TEXT EXTRACT>
━━━━━━━━━━━━━━━━━━━━
Oh, c'mon, now... ask us about whether the main power generation occurs in the nacelles or in the secondary hull... puh-LEASE? Gotta keep this place lively, after all! :dude:


----------



## Captain April (May 1, 2004)

You're one of those "scorched earth" goons, aren't ya?


----------



## Warped9 (Sep 12, 2003)

Granted these discussions aren't as heated as I've seen them in years past. At this point everyone has pretty much staked their position and (mostly) given up trying to persuade everyone else.

I remember the heated debates---hell arguments---about ENT's legitimacy when it came out and was running. I remember because I was neck deep in it. The other one that comes to mind was in regard to ST09 and the JJverse, though that one will likely resurface once the sequel is gets out.

Those discussions make the tech issues look like polite society tea get-togethers.


----------



## Captain April (May 1, 2004)

On some boards, like TrekBBS, the smoke is still rising from the rubble, lo, these many years later...


----------



## SteveR (Aug 7, 2005)
━━━━━━━━━━━━━━━━━━━━
EXTRACTED MATERIAL>
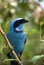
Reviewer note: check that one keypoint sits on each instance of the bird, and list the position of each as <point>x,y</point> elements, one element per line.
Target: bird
<point>16,37</point>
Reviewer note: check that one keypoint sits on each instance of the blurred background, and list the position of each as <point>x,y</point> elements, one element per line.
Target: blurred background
<point>33,10</point>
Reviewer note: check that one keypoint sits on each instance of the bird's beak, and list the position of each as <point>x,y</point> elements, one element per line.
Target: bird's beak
<point>24,21</point>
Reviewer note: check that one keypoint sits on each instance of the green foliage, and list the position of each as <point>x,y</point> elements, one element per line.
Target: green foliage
<point>35,33</point>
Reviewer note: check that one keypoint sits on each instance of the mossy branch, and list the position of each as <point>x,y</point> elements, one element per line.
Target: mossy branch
<point>9,45</point>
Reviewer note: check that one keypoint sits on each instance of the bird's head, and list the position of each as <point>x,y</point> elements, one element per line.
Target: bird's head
<point>17,24</point>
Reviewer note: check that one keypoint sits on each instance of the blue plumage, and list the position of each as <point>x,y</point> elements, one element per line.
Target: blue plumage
<point>16,36</point>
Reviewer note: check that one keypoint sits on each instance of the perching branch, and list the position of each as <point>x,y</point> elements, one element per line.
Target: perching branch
<point>9,45</point>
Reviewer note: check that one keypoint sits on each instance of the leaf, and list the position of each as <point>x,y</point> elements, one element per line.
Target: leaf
<point>36,58</point>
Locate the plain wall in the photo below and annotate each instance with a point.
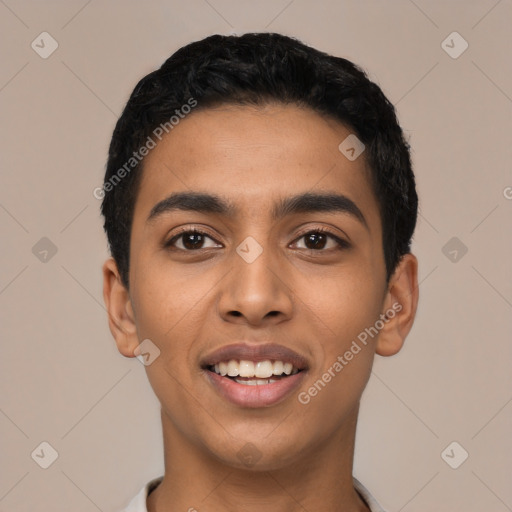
━━━━━━━━━━━━━━━━━━━━
THINGS TO DO>
1 > In the Star Trek forum thread, which two debates does Warped9 remember as the most heated?
2 > Write the next part of the Star Trek forum thread, picking up right after the last line shown.
The rows come from a different source than the Star Trek forum thread.

ANSWERS>
1 > The arguments over ENT's legitimacy and the ones about ST09 and the JJverse.

2 >
I wonder how the Thermians would have resolved it?


----------



## CLBrown (Sep 8, 2010)

SteveR said:


> I wonder how the Thermians would have resolved it?


With choppers, obviously!


----------



## scotpens (Sep 6, 2003)

CLBrown said:


> Spidey7 said:
> 
> 
> > WOW! I'm beginning to see why this was a topic not to be raised. Lol. I had NO IDEA that there was such interest/passion about this topic. Just blame it on the stupid N00bi3.
> ...


Or try getting a bunch of Trek geeks together and ask them whether Starfleet is a military outfit. Or whether they use money in the 24th century. Then stand back and watch the fur fly.


----------



## Warped9 (Sep 12, 2003)

_Meowww!!!_


----------



## Gemini1999 (Sep 25, 2008)

OMG... 9 pages concerning the proper orientation of the bridge in relation to the centerline of the ship...

I never thought that this thing would go the distance.


----------



## Warped9 (Sep 12, 2003)

Gemini1999 said:


> OMG... 9 pages concerning the proper orientation of the bridge in relation to the centerline of the ship...
> 
> I never thought that this thing would go the distance.


Nine pages? _Pfffft,_ that's nothin'.


----------



## Spidey7 (Jun 5, 2008)

Gemini1999 said:


> OMG... 9 pages concerning the proper orientation of the bridge in relation to the centerline of the ship...
> 
> I never thought that this thing would go the distance.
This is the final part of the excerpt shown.